◆ **WHAT IS NEEDED**: Output the text of the records below as a JSON list of strings, one string per line and no strings for blank lines, leaving out the pictures.

◆ **RECORD SET**:
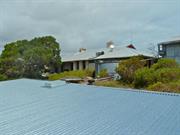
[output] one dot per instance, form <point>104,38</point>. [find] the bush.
<point>166,75</point>
<point>166,87</point>
<point>3,77</point>
<point>103,73</point>
<point>165,63</point>
<point>127,68</point>
<point>143,77</point>
<point>112,83</point>
<point>77,73</point>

◆ **RESULT OF THIS EXERCISE**:
[
  "[output] one dot per instance, form <point>104,38</point>. [find] the bush.",
  "<point>166,75</point>",
  "<point>166,87</point>",
  "<point>3,77</point>",
  "<point>103,73</point>",
  "<point>165,63</point>",
  "<point>127,68</point>",
  "<point>143,77</point>",
  "<point>112,83</point>",
  "<point>77,73</point>"
]